Source records
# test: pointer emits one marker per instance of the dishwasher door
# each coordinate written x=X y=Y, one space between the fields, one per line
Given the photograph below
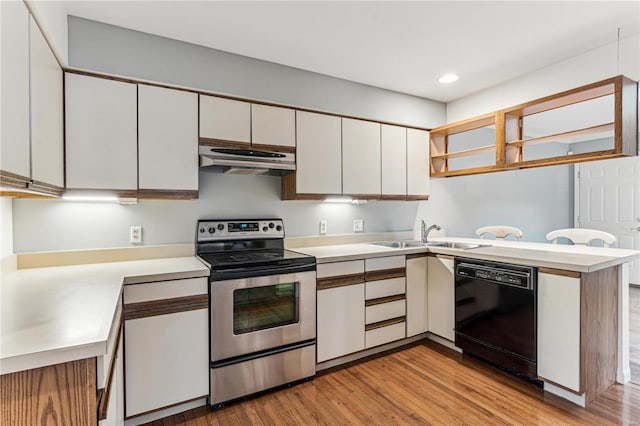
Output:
x=495 y=312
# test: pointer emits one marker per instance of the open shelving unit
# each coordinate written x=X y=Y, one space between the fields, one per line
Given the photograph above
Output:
x=510 y=143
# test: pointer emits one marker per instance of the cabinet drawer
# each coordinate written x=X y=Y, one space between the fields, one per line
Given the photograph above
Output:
x=340 y=268
x=379 y=336
x=380 y=263
x=385 y=311
x=384 y=288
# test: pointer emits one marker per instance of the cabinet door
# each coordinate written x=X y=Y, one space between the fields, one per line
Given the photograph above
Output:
x=417 y=162
x=318 y=154
x=168 y=139
x=101 y=127
x=166 y=360
x=360 y=157
x=225 y=119
x=273 y=126
x=340 y=321
x=47 y=132
x=14 y=51
x=559 y=330
x=417 y=302
x=441 y=296
x=394 y=160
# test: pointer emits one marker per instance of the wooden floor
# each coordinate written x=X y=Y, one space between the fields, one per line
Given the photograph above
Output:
x=634 y=333
x=421 y=384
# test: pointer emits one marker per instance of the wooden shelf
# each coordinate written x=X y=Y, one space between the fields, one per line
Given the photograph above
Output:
x=564 y=136
x=510 y=142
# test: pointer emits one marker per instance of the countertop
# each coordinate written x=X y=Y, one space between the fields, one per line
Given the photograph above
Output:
x=59 y=314
x=557 y=256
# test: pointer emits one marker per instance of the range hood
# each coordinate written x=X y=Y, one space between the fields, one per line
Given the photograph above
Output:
x=246 y=160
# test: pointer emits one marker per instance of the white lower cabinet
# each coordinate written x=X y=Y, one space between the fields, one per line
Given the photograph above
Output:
x=166 y=354
x=417 y=301
x=340 y=321
x=441 y=296
x=559 y=330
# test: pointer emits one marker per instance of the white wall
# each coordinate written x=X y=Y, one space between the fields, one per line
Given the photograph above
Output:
x=43 y=225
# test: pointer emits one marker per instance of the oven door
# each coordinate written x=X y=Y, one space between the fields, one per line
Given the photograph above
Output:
x=250 y=315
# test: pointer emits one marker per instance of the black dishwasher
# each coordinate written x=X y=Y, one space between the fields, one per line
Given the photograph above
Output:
x=496 y=313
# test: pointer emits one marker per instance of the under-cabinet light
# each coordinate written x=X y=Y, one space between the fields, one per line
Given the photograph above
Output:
x=448 y=78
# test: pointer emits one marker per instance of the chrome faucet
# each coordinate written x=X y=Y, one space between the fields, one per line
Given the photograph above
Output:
x=425 y=231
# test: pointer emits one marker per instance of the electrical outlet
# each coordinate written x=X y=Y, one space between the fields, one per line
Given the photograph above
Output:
x=323 y=227
x=135 y=234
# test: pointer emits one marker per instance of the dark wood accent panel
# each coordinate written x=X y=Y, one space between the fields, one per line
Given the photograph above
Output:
x=390 y=197
x=417 y=197
x=382 y=300
x=561 y=272
x=424 y=383
x=61 y=394
x=220 y=143
x=165 y=306
x=598 y=331
x=103 y=394
x=385 y=274
x=385 y=323
x=417 y=255
x=339 y=281
x=161 y=194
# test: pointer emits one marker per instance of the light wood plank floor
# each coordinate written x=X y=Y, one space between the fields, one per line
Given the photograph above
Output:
x=420 y=384
x=634 y=333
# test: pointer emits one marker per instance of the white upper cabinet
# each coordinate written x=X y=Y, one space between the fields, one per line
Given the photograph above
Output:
x=273 y=126
x=47 y=131
x=417 y=163
x=318 y=154
x=14 y=45
x=168 y=139
x=394 y=160
x=360 y=157
x=225 y=119
x=101 y=127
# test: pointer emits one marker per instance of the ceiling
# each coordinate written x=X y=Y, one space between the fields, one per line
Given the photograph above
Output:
x=401 y=46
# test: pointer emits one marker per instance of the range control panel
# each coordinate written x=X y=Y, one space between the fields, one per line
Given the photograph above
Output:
x=216 y=230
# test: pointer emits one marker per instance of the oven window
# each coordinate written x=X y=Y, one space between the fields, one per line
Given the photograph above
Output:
x=265 y=307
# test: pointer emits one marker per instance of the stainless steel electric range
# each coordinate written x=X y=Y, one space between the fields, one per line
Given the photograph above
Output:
x=262 y=301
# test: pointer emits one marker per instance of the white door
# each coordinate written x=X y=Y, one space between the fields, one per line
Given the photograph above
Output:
x=608 y=198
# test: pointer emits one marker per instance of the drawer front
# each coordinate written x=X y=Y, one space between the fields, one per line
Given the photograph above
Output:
x=384 y=335
x=385 y=311
x=160 y=290
x=380 y=263
x=384 y=288
x=340 y=268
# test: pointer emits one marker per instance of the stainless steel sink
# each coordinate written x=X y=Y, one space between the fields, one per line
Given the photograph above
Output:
x=399 y=244
x=461 y=246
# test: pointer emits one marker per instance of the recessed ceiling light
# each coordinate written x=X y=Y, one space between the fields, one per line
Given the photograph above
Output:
x=448 y=78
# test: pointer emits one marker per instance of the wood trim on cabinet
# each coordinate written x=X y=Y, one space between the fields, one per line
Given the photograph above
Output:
x=381 y=300
x=165 y=306
x=416 y=255
x=103 y=394
x=560 y=272
x=168 y=194
x=385 y=323
x=339 y=281
x=598 y=331
x=49 y=395
x=235 y=98
x=385 y=274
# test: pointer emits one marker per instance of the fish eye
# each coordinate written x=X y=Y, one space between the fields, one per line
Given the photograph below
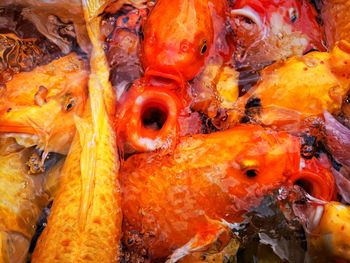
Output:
x=293 y=14
x=251 y=173
x=204 y=47
x=69 y=104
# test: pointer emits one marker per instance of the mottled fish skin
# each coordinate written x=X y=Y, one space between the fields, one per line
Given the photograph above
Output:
x=45 y=104
x=171 y=199
x=22 y=199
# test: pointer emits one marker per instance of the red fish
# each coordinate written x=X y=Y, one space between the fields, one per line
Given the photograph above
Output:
x=147 y=118
x=276 y=29
x=178 y=203
x=178 y=37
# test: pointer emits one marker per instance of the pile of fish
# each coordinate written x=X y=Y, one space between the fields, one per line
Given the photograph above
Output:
x=174 y=131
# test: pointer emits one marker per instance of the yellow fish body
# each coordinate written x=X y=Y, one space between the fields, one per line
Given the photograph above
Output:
x=42 y=103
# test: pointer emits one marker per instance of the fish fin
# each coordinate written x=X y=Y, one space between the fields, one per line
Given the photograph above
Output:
x=87 y=165
x=213 y=238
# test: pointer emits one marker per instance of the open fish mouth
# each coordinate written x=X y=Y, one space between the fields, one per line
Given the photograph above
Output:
x=250 y=15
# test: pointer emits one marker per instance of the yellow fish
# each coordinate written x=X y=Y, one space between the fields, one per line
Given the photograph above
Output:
x=42 y=103
x=22 y=199
x=300 y=87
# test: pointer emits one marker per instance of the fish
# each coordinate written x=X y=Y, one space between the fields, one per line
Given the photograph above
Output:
x=183 y=202
x=147 y=118
x=328 y=232
x=179 y=36
x=22 y=199
x=336 y=19
x=272 y=30
x=85 y=220
x=41 y=103
x=298 y=88
x=17 y=54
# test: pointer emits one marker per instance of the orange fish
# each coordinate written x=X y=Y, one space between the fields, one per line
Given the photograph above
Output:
x=179 y=36
x=328 y=232
x=269 y=30
x=23 y=196
x=42 y=103
x=179 y=203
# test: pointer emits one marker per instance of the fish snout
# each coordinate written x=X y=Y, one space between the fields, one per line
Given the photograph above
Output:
x=315 y=179
x=248 y=25
x=150 y=121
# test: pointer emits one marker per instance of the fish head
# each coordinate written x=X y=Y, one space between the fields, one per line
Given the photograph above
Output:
x=45 y=105
x=177 y=38
x=147 y=118
x=265 y=161
x=288 y=26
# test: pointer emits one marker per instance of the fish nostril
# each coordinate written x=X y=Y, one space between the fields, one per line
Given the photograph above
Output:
x=154 y=117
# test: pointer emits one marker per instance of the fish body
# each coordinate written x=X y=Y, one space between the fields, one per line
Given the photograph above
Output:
x=43 y=102
x=178 y=36
x=300 y=87
x=336 y=20
x=270 y=30
x=329 y=232
x=22 y=199
x=209 y=178
x=83 y=225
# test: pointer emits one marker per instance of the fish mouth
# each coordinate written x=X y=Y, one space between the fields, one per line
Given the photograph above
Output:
x=316 y=180
x=166 y=78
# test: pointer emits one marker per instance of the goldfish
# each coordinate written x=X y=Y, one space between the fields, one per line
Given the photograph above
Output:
x=336 y=19
x=85 y=220
x=17 y=54
x=23 y=196
x=147 y=118
x=179 y=36
x=328 y=231
x=38 y=107
x=291 y=91
x=271 y=30
x=182 y=202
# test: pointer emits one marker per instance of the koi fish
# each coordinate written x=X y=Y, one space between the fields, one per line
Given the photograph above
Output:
x=85 y=220
x=22 y=199
x=178 y=37
x=336 y=19
x=42 y=103
x=179 y=203
x=18 y=54
x=300 y=87
x=328 y=232
x=147 y=118
x=271 y=30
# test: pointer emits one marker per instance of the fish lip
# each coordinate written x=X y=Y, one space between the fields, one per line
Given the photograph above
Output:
x=250 y=13
x=166 y=78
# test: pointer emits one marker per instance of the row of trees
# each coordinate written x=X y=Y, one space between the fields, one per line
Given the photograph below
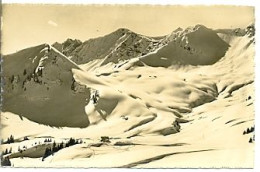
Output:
x=56 y=147
x=9 y=140
x=7 y=151
x=5 y=161
x=249 y=130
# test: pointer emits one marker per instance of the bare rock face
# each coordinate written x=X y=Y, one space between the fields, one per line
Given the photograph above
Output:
x=193 y=46
x=39 y=85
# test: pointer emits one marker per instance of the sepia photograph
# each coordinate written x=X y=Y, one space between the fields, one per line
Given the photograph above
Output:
x=127 y=86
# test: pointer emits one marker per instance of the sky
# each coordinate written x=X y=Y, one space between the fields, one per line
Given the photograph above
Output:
x=30 y=25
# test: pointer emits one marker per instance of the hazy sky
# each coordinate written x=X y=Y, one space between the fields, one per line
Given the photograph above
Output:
x=28 y=25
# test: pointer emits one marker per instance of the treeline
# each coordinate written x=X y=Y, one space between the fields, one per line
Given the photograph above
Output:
x=9 y=140
x=250 y=130
x=56 y=147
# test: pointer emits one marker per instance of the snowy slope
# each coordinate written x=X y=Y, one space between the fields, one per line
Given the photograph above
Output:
x=43 y=89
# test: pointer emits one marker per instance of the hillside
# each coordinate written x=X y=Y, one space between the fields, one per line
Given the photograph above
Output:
x=39 y=85
x=185 y=100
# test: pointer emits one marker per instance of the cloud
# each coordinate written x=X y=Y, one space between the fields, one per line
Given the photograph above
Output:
x=52 y=23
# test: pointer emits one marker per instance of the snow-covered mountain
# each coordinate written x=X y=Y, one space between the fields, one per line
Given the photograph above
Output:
x=39 y=85
x=152 y=101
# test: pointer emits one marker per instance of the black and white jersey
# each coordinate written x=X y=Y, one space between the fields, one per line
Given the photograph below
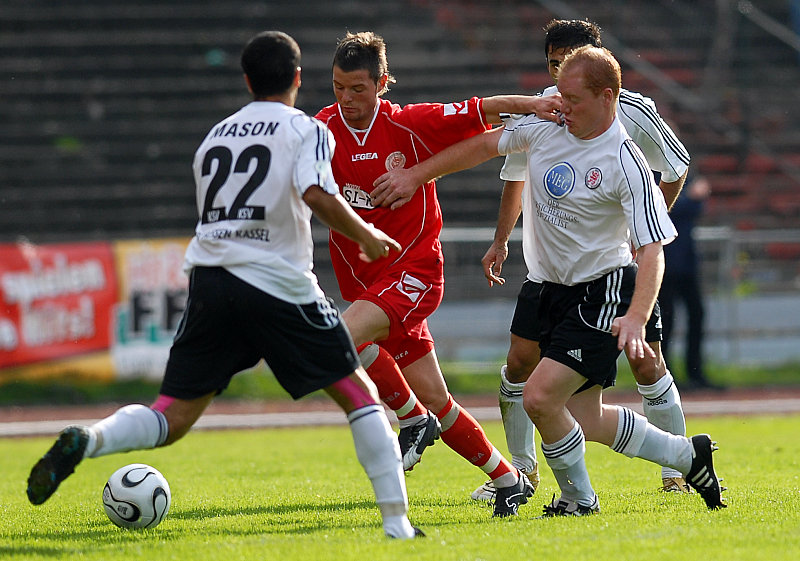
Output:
x=659 y=144
x=251 y=172
x=587 y=200
x=638 y=114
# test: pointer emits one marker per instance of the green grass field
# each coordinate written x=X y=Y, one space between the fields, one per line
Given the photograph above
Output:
x=299 y=494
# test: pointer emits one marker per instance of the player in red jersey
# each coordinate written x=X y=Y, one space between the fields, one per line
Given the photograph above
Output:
x=392 y=300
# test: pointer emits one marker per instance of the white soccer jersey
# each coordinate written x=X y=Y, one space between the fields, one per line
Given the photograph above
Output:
x=587 y=199
x=251 y=172
x=661 y=147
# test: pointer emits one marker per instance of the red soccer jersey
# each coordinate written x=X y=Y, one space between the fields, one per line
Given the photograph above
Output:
x=397 y=137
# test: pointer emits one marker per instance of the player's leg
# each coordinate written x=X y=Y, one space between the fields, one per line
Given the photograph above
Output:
x=462 y=433
x=523 y=357
x=367 y=322
x=203 y=356
x=547 y=392
x=132 y=427
x=661 y=401
x=376 y=449
x=308 y=348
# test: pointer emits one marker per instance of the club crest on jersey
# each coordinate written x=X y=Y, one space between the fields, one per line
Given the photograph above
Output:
x=412 y=287
x=559 y=180
x=356 y=196
x=593 y=179
x=395 y=160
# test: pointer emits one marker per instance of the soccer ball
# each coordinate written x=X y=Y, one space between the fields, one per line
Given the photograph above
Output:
x=137 y=496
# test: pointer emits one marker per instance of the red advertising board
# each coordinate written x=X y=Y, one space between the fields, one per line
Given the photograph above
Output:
x=55 y=300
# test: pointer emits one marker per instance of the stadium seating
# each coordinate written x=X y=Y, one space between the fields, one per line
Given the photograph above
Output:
x=105 y=101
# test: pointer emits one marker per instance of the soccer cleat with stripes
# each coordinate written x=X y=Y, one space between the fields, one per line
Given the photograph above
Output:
x=565 y=507
x=701 y=476
x=486 y=491
x=675 y=485
x=508 y=499
x=57 y=464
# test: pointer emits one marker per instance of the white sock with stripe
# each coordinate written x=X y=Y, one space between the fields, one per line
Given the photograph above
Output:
x=517 y=425
x=636 y=438
x=566 y=457
x=661 y=404
x=133 y=427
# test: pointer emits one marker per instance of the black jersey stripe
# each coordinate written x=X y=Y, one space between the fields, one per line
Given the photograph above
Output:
x=613 y=299
x=652 y=223
x=628 y=99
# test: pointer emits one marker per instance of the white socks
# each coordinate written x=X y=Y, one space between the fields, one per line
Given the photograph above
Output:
x=661 y=404
x=517 y=425
x=636 y=438
x=566 y=458
x=133 y=427
x=379 y=454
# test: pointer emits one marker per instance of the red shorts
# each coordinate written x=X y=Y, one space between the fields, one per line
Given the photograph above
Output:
x=408 y=298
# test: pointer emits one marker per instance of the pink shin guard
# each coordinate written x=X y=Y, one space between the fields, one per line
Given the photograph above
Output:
x=162 y=403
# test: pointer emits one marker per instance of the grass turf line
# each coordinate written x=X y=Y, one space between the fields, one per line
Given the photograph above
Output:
x=299 y=494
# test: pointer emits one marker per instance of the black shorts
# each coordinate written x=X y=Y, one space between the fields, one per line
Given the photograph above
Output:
x=576 y=323
x=526 y=322
x=229 y=325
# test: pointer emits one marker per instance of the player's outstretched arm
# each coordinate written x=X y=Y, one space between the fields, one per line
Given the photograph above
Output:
x=510 y=209
x=396 y=187
x=337 y=214
x=545 y=107
x=629 y=329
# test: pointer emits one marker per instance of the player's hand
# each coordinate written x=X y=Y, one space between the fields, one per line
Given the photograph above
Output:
x=547 y=107
x=394 y=188
x=378 y=244
x=630 y=337
x=493 y=261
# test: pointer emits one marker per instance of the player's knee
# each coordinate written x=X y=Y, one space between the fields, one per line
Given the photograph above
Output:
x=519 y=366
x=647 y=371
x=535 y=403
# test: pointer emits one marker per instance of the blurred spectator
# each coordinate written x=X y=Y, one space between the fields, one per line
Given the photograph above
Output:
x=682 y=281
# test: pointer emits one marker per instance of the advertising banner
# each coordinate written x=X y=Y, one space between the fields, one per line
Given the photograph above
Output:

§ Given problem
Switch "marker" to "point" in the lines from the line with "the under-cabinet light" up to and including the line with "x=425 y=231". Return only those lines, with everything else left unchanged.

§ Expected answer
# test: pointer emits one point per instance of the under-cabinet light
# each coordinate written x=X y=Y, one space between the fields, one per line
Given the photograph above
Output:
x=448 y=78
# test: pointer emits one point per instance of the chrome faucet
# each coordinate written x=X y=Y, one space between the fields, one per line
Given the photograph above
Output:
x=425 y=231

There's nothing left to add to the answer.